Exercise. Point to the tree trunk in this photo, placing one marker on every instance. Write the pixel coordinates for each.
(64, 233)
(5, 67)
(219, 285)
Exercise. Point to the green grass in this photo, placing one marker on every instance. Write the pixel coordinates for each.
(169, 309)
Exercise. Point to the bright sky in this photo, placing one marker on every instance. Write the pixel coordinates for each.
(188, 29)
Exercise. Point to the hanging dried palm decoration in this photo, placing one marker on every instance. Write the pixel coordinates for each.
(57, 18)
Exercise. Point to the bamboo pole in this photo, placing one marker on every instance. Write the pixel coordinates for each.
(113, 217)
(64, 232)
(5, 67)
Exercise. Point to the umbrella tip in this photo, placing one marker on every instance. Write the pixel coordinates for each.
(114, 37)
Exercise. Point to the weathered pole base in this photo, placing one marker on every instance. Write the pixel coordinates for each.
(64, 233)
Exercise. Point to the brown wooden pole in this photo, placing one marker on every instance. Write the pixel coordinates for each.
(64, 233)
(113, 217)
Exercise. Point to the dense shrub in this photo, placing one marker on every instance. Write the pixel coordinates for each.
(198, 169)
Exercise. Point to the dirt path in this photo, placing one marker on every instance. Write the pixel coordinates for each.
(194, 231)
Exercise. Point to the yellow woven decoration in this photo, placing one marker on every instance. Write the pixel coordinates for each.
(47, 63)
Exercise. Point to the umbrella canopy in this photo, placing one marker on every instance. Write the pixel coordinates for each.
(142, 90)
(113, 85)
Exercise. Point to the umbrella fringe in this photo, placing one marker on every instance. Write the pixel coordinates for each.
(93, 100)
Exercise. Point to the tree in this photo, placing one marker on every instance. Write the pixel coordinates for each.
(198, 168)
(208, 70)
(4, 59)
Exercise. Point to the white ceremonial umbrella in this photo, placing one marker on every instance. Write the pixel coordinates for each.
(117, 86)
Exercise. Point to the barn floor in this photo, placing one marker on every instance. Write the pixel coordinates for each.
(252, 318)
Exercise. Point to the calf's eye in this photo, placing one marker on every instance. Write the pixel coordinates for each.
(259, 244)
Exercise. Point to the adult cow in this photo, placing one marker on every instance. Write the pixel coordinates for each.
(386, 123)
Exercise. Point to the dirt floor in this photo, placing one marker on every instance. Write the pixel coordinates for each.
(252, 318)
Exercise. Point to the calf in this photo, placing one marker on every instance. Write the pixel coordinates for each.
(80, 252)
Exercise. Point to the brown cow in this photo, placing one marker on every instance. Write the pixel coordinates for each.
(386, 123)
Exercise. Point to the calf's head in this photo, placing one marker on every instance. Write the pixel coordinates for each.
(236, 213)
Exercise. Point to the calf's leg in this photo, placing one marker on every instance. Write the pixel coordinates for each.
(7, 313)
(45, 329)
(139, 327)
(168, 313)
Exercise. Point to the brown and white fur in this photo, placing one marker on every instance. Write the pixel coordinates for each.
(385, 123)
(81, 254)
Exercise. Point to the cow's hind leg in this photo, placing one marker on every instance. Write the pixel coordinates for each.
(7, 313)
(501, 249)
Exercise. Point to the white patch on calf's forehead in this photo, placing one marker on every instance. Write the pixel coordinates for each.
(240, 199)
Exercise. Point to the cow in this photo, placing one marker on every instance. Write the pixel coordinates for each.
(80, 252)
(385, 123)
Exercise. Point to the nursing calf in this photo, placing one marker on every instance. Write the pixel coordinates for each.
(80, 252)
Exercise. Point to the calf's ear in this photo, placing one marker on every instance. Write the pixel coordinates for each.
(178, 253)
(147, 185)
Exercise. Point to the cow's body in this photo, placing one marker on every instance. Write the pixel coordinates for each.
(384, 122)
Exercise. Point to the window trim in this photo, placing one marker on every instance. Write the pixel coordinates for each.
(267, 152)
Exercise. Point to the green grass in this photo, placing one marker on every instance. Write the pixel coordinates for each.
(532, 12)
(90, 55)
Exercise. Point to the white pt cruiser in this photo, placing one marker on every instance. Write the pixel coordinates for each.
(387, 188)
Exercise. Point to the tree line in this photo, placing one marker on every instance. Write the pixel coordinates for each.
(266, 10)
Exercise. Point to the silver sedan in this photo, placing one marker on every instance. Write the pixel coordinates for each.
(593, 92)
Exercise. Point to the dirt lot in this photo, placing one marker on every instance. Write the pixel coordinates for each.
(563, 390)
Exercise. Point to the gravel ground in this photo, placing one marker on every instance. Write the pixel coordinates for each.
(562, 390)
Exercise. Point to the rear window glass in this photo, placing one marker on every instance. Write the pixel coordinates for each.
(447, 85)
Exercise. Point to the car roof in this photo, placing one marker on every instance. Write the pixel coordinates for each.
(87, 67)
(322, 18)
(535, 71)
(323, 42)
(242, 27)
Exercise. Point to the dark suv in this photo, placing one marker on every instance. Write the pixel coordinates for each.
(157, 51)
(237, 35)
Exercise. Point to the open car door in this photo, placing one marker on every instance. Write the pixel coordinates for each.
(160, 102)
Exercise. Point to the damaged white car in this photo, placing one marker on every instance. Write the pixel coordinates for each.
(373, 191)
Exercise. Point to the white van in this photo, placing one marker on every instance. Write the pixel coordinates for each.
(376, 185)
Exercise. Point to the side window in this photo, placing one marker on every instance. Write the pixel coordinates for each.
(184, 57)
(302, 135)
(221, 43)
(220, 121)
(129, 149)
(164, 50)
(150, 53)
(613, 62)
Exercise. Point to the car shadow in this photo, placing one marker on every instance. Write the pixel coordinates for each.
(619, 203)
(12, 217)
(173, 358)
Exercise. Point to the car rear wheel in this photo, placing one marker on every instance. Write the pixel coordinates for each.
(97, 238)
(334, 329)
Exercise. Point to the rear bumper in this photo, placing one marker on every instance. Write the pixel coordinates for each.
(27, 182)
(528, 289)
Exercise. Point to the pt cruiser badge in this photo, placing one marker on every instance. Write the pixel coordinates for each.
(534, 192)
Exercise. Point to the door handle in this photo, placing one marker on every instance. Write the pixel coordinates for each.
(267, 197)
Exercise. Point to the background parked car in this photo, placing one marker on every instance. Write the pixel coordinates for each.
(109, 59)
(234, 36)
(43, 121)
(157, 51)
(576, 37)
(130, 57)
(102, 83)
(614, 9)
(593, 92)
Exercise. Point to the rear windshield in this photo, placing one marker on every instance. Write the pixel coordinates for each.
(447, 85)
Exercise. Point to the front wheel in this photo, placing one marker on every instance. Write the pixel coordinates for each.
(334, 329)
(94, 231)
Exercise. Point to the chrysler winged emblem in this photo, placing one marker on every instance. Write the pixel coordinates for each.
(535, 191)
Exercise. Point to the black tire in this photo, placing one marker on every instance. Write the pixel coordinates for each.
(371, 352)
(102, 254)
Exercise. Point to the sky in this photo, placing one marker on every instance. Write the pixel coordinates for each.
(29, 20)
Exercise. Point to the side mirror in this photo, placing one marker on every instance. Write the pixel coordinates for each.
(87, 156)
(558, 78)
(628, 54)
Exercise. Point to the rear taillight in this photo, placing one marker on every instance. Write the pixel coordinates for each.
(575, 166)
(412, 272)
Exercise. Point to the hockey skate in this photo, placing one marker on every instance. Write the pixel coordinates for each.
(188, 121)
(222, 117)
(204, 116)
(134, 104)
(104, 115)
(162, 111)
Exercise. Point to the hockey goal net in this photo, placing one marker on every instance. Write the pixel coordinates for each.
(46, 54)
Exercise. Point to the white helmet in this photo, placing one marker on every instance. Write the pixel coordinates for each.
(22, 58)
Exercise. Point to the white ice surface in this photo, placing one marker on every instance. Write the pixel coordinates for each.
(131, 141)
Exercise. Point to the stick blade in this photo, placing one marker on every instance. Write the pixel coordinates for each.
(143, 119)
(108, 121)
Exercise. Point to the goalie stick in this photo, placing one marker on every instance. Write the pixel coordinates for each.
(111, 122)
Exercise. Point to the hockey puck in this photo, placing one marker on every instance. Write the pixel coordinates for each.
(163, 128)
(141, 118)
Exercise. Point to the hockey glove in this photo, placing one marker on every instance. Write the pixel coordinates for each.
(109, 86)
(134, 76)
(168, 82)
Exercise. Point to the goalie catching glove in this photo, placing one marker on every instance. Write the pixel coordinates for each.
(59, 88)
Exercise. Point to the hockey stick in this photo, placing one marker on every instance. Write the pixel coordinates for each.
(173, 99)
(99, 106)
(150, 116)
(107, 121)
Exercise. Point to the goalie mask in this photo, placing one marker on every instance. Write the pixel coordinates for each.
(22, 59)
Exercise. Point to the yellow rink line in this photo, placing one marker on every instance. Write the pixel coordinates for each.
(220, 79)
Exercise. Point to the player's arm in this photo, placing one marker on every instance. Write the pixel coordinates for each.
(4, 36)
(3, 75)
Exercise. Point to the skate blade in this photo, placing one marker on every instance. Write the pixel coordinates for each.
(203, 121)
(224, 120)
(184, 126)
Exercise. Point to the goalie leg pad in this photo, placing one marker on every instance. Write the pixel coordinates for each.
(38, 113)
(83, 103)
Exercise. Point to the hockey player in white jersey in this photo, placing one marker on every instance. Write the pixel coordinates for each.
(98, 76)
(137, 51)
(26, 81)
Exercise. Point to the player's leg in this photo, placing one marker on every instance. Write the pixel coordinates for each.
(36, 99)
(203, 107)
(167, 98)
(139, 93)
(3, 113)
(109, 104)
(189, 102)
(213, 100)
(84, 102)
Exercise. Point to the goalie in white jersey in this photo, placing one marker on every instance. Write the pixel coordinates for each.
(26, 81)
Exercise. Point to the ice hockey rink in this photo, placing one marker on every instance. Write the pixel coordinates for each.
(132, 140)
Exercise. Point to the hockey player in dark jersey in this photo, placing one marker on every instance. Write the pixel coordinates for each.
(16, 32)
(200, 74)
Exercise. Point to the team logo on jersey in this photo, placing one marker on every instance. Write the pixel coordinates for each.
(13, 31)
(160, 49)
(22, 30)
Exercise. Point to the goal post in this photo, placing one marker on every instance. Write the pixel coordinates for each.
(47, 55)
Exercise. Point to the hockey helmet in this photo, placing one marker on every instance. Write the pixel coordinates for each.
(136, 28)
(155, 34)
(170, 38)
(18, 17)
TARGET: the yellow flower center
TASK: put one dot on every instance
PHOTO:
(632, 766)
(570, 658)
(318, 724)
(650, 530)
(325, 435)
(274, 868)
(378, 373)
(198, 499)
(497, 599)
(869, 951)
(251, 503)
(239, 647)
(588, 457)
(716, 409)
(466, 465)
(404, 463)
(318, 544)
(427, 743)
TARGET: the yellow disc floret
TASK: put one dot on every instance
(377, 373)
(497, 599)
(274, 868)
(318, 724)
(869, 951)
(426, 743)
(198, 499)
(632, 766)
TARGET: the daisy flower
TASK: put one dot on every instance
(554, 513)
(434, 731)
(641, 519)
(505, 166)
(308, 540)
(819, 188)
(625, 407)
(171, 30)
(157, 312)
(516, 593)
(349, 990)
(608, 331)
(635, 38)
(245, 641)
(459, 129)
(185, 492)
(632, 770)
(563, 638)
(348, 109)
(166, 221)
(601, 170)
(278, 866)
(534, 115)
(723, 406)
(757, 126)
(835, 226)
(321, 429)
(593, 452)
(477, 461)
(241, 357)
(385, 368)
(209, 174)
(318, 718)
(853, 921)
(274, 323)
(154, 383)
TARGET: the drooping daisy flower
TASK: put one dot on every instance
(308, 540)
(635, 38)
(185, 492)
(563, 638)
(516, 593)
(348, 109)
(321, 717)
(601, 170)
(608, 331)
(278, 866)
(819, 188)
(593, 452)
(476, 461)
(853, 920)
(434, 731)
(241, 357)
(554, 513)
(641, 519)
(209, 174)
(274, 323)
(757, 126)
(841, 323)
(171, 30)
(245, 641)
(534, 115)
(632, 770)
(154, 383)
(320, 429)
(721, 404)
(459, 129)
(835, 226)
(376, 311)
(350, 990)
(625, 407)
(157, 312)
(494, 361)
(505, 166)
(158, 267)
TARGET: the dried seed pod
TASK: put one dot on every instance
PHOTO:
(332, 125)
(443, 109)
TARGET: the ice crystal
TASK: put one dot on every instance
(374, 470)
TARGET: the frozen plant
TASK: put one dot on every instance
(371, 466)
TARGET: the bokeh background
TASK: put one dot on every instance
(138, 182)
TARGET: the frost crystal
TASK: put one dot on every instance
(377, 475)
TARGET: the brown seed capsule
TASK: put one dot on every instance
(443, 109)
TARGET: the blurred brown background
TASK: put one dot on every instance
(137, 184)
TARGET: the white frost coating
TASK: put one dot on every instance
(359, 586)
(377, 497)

=-=-=-=-=

__SET PROBLEM__
Nothing but the lines from the one with "TARGET: the yellow disc floret" through the last line should be repeated, each exactly as it stands.

__REPLY__
TARGET: the yellow disc floret
TASK: put one dot on every instance
(377, 373)
(497, 599)
(274, 868)
(318, 724)
(869, 951)
(426, 743)
(198, 499)
(632, 766)
TARGET: the daisy flower
TASK: put one dot on every instance
(554, 513)
(434, 731)
(641, 519)
(505, 166)
(308, 540)
(819, 188)
(625, 407)
(171, 30)
(157, 312)
(516, 593)
(349, 990)
(608, 331)
(635, 38)
(245, 641)
(459, 129)
(185, 492)
(632, 770)
(563, 638)
(348, 109)
(166, 221)
(601, 170)
(278, 866)
(534, 115)
(723, 406)
(757, 126)
(835, 226)
(321, 429)
(593, 452)
(477, 461)
(241, 357)
(385, 368)
(209, 174)
(318, 718)
(853, 921)
(274, 323)
(154, 383)
TARGET: the drooping daisy flower
TASK: put one dot on every instance
(308, 540)
(635, 38)
(185, 492)
(563, 638)
(516, 593)
(348, 109)
(321, 717)
(601, 170)
(608, 331)
(278, 866)
(819, 188)
(593, 452)
(476, 461)
(853, 920)
(434, 731)
(241, 357)
(554, 513)
(641, 519)
(209, 174)
(274, 323)
(757, 126)
(841, 323)
(171, 30)
(245, 641)
(534, 115)
(632, 770)
(154, 383)
(320, 429)
(721, 404)
(459, 129)
(835, 226)
(376, 311)
(350, 990)
(625, 407)
(157, 312)
(494, 361)
(505, 166)
(158, 267)
TARGET: the dried seed pod
TASK: put one dot on every instance
PHOTO:
(332, 125)
(443, 109)
TARGET: the ice crystal
TASK: put one dot on every instance
(374, 470)
TARGET: the frozen plant
TASK: put one dot on every instance
(371, 466)
TARGET: the bokeh background
TASK: put one dot on every instance
(138, 182)
TARGET: the frost crystal
TASK: put one dot on every instance
(377, 475)
TARGET: the brown seed capsule
TASK: put one dot on every instance
(443, 109)
TARGET: the blurred brown background
TASK: put one dot on every instance
(137, 184)
TARGET: the white frost coating
TASK: put one dot on every instance
(359, 586)
(377, 497)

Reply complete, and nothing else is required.